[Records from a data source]

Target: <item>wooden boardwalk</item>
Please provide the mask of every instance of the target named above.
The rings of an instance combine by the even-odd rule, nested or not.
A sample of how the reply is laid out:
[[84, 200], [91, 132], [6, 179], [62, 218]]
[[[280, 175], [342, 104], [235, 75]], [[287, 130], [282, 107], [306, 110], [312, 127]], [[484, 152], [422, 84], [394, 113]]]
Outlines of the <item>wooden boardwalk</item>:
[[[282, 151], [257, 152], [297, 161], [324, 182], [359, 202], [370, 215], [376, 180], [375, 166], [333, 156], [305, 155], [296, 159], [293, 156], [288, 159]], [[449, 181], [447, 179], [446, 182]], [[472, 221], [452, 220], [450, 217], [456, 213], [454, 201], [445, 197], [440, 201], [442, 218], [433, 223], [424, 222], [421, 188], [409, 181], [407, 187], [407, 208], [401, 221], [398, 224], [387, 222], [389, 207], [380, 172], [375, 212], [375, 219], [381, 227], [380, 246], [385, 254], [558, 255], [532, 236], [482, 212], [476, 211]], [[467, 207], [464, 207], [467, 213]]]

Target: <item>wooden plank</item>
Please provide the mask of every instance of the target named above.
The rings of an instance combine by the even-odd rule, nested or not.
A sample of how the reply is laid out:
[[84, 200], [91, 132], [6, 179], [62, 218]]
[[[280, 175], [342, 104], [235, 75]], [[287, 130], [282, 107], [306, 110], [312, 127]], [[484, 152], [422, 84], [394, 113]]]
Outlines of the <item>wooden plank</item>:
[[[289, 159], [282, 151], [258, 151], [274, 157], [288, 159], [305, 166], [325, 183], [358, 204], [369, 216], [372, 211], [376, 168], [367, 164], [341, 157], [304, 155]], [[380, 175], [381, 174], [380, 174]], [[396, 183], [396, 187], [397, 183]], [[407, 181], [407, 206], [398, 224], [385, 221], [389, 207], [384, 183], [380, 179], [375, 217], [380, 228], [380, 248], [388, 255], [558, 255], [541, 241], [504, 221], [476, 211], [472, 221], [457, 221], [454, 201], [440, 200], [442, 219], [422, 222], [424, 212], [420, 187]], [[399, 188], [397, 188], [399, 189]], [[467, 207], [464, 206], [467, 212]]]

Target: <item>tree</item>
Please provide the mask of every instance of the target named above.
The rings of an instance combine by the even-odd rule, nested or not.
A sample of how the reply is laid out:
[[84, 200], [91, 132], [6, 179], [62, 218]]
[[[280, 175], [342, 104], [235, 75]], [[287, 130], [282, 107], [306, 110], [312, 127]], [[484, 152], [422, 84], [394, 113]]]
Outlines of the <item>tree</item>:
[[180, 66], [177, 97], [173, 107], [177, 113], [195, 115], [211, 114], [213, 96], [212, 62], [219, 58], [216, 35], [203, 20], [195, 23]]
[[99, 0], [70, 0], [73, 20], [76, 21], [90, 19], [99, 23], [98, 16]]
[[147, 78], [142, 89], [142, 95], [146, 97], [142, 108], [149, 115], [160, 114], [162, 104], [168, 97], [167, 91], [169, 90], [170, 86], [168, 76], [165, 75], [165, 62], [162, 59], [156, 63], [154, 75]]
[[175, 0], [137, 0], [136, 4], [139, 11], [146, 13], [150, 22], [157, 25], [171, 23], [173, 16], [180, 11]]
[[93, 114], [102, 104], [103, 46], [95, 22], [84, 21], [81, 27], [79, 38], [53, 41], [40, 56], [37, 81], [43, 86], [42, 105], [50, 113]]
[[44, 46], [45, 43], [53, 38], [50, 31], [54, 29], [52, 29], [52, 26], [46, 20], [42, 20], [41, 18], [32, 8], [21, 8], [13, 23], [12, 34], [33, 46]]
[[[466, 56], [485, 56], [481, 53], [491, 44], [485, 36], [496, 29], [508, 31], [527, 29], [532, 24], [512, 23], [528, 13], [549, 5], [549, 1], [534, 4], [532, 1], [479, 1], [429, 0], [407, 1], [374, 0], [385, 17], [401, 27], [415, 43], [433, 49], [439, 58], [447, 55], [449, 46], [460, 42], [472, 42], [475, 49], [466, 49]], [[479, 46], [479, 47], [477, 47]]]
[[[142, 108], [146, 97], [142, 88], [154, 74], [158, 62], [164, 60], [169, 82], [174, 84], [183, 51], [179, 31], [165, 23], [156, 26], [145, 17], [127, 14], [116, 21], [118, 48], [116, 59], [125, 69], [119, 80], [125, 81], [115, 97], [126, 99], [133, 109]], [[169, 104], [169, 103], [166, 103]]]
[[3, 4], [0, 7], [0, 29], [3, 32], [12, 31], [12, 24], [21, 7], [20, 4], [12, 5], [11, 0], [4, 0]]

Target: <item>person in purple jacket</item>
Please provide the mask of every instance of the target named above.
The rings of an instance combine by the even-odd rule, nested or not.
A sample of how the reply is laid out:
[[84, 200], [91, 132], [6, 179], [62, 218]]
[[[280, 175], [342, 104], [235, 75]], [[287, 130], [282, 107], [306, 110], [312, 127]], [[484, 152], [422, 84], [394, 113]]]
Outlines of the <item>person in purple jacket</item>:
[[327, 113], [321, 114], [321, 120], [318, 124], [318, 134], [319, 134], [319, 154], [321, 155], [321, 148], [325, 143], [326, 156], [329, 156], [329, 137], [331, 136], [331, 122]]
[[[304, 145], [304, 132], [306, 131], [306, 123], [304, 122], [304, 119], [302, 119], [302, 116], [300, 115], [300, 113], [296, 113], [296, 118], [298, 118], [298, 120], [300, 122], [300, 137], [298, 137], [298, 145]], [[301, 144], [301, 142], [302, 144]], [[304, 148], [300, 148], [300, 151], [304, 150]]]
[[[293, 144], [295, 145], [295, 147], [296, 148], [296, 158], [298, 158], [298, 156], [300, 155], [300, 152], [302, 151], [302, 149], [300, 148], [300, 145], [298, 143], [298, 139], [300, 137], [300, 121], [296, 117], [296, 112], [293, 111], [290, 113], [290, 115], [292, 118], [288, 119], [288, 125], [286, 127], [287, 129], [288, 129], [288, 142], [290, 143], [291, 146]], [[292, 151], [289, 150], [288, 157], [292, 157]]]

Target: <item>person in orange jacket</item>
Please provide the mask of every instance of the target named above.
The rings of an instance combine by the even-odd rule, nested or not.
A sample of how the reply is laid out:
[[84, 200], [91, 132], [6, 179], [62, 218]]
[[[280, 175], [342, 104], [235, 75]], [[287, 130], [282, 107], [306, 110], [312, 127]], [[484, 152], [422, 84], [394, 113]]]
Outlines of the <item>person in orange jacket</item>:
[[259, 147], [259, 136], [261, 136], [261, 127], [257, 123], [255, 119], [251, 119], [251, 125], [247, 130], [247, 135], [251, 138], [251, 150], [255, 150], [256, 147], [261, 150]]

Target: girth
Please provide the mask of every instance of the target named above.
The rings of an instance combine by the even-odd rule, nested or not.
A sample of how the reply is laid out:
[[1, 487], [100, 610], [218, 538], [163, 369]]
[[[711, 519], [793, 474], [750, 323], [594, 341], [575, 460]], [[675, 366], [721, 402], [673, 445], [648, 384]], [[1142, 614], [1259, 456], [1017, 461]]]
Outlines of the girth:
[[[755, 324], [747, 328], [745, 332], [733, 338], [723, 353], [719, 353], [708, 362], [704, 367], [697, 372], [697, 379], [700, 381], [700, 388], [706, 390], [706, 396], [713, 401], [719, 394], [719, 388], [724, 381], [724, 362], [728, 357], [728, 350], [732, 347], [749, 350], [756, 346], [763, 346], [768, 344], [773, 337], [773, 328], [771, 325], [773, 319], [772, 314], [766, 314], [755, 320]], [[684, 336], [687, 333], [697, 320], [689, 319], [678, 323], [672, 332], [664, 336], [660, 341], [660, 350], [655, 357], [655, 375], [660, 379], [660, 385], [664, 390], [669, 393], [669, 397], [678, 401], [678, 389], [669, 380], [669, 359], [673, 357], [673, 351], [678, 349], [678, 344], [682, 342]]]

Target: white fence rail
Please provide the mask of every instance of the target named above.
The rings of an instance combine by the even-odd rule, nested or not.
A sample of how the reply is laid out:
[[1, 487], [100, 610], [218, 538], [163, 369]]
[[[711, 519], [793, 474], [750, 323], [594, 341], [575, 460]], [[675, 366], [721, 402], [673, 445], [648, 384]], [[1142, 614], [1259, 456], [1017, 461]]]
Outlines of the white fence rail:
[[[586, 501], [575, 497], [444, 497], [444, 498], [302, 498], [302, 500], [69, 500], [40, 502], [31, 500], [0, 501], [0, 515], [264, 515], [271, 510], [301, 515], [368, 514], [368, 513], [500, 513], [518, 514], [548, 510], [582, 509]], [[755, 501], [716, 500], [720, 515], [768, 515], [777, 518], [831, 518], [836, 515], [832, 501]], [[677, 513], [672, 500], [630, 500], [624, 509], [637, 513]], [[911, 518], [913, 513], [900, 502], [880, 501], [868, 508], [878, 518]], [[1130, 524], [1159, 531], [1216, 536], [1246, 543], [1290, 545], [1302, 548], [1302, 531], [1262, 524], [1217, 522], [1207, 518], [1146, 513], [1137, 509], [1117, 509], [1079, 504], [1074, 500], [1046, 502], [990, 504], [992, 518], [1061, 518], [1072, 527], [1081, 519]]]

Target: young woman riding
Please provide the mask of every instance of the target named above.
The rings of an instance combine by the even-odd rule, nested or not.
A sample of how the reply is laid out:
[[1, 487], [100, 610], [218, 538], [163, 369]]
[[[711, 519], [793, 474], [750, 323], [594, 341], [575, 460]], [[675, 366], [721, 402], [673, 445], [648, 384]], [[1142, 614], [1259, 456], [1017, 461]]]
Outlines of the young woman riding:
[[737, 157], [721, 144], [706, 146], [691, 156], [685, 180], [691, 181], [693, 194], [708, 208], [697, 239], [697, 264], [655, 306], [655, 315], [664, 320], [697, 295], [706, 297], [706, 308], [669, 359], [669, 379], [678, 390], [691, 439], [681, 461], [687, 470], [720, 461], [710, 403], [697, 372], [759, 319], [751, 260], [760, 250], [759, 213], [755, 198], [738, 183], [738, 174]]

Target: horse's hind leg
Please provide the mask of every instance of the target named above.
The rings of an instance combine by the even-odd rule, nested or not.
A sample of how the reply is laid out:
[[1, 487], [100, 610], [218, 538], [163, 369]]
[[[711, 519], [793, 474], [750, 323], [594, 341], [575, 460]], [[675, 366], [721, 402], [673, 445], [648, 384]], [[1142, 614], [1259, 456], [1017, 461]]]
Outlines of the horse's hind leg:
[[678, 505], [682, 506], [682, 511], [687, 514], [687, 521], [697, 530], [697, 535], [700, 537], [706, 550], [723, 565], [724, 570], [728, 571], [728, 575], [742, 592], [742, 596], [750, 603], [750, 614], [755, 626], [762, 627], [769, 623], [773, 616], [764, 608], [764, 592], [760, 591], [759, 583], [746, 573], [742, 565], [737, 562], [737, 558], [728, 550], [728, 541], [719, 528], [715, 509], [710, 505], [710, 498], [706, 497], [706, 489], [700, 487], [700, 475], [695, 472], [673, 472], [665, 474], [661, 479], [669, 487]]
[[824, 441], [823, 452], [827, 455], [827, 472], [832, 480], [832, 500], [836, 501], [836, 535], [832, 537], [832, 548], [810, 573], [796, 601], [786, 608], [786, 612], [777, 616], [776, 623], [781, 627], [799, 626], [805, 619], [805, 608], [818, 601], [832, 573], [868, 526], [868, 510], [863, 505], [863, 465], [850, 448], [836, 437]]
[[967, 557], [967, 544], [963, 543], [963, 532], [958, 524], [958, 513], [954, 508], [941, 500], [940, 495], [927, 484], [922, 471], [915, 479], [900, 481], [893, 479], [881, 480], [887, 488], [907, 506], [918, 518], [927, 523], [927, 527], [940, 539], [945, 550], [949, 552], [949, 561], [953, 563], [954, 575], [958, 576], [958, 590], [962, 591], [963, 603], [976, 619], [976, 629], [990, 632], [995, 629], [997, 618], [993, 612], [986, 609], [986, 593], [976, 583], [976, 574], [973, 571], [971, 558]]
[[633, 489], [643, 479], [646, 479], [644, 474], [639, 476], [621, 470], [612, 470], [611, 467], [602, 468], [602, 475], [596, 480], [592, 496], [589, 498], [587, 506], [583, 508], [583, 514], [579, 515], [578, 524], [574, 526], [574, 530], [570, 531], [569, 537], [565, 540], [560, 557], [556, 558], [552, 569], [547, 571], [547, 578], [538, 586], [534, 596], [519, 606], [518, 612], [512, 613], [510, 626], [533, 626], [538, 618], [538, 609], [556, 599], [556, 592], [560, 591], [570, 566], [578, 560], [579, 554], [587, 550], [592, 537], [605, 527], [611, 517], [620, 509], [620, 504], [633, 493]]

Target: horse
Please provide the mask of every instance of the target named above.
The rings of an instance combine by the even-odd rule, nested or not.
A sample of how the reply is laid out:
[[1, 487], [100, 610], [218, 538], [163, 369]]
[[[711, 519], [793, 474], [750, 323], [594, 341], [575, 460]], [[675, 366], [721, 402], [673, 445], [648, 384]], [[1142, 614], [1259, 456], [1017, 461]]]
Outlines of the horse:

▸ REQUEST: Starting with the line that contains "Target: horse's hind leg" and going on through the line that contains "Outlines of the horse's", swap "hind" for "front" and leave everything else unchanged. Give back only those lines.

▸ ANSWER BELOW:
Target: horse's front leg
Please provide the mask of every instance of the target named above.
The rings of an instance combine by the even-odd rule, nested or not.
A sample of how the reply is laid out:
[[1, 487], [100, 610], [218, 538], [163, 369]]
[[[711, 519], [793, 474], [750, 323], [594, 341], [575, 460]], [[675, 366], [721, 402], [673, 445], [648, 384]], [[1142, 614], [1259, 456], [1017, 461]]]
Outlines of the horse's front leg:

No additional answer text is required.